### WORK INSTRUCTIONS
Print the listing below line for line, with no changes.

[Excerpts from location labeling data]
>>

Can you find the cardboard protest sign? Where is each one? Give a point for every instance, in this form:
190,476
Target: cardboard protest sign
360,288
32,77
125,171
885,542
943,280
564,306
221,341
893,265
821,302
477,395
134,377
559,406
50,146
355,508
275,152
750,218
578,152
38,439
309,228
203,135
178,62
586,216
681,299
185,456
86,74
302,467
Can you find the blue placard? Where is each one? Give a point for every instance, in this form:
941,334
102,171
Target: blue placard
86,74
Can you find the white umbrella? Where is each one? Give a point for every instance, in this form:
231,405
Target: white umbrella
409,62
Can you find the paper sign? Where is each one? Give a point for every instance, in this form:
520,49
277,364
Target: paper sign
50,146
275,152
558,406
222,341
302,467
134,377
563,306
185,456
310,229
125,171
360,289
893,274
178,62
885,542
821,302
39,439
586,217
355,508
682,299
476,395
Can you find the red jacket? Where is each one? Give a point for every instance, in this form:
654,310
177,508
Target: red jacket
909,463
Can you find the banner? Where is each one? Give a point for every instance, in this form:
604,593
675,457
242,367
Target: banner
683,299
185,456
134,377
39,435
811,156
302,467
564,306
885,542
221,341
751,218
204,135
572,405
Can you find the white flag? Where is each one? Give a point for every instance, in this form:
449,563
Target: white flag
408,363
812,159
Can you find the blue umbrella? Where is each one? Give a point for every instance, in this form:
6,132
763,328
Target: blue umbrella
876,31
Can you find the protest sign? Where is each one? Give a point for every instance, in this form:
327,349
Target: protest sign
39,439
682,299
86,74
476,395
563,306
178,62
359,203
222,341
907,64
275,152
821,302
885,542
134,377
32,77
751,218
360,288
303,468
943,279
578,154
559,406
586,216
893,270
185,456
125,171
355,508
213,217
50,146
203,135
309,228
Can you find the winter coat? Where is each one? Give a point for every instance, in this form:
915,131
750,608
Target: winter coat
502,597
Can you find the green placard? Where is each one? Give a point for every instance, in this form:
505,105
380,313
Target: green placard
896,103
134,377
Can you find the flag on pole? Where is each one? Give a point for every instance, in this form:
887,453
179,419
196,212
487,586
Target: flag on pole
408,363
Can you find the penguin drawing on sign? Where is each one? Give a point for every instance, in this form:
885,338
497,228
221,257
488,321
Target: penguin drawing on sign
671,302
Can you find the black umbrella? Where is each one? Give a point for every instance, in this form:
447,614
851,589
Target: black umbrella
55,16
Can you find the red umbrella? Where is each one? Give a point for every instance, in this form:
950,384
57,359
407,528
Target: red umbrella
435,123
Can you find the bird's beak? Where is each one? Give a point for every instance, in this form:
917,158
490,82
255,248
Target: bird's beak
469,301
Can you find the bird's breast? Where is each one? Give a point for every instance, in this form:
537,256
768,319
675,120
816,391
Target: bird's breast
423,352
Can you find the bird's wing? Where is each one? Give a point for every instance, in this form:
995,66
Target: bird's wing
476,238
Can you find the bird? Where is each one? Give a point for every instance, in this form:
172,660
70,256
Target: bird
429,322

<<

### THE COMPLETED TASK
Can you find the cardboard protest sign? Where is each one? Give a point for every instance, in this form:
190,476
Target: cardboard protest sign
360,288
32,77
125,171
885,542
943,280
564,306
221,341
893,265
821,302
477,395
134,377
559,406
50,146
355,508
275,152
750,218
578,152
38,439
309,228
203,135
178,62
586,216
681,299
185,456
86,74
302,467
Can you find the blue placard? Where is each one? Give a point for every instance, in this form:
941,334
102,171
Target: blue placard
86,74
Can you find the white umbrella? Where is each one? Give a point for every instance, in this form:
231,405
Target: white umbrella
409,62
Can you find the paper sign? Where is each one? Give a point for every instance, in this form:
520,49
277,364
Target: paper sign
50,146
275,152
558,406
222,341
302,467
134,377
563,306
185,456
310,229
125,171
360,289
893,274
178,62
885,542
821,302
39,439
586,217
355,508
682,299
476,395
Can you find the red jacket? Where is each one? Give a point for every instance, in this form:
654,310
177,508
Target: red jacket
909,463
Can you find the banner? Where is each one? Give a point for every instance, in this form:
604,593
675,457
242,367
Target: banner
683,299
185,456
134,377
39,435
811,156
302,467
564,306
885,542
221,341
751,218
204,135
572,405
Can you find the white flag? Where is each one? Give a point for every instance, in this form:
449,563
Target: white flag
408,363
812,159
Can you find the blue umbrella? Where is each one? Give a point for every instance, in this form:
6,132
763,328
Target: blue umbrella
876,31
Can you find the protest sign? Where is each one? Give a point for every instance, in this form:
327,349
Target: protest sign
39,439
682,299
86,74
476,395
563,306
178,62
359,203
222,341
907,64
275,152
821,302
885,542
134,377
32,77
751,218
360,288
303,468
943,279
578,154
559,406
586,216
893,270
185,456
125,171
355,508
213,217
50,146
203,135
309,228
Can you find the winter coat? Where is each one? Give a point for every instance, in this form:
915,131
750,608
Target: winter coat
502,597
Can you find the green placard? Where is each one? Give a point for every instance, in this form:
505,105
380,313
Target: green placard
896,103
134,377
Can you find the flag on pole? Where is each one? Give a point for every instance, in this form:
887,453
179,419
196,212
487,586
Target: flag on pole
408,363
Can you find the penguin drawing on sign? Where is each one? Give a point for every instance, in this form:
885,338
497,228
221,257
488,321
Target: penguin drawing on sign
671,302
Can you find the black umbrella? Where is each one? Give a point for every instance, in this form:
447,614
851,589
Target: black umbrella
55,16
Can you find the red umbrella? Where is each one? Give a point for every instance, in this form:
950,384
57,359
407,528
Target: red umbrella
435,123
Can you find the bird's beak? Where is each one? Give a point for every instance, in this form:
917,158
490,82
255,248
Target: bird's beak
469,301
Can you find the bird's breast? Where is each one? Give a point for every instance, in this form:
537,256
768,319
675,120
816,391
Target: bird's breast
423,352
Can you find the bird's wing? Where is each one? Give a point for every instance, in this form:
995,66
Target: bird's wing
476,238
Can you find the bird? Where is each one? Give a point for every instance, in this form:
172,660
70,256
Target: bird
429,322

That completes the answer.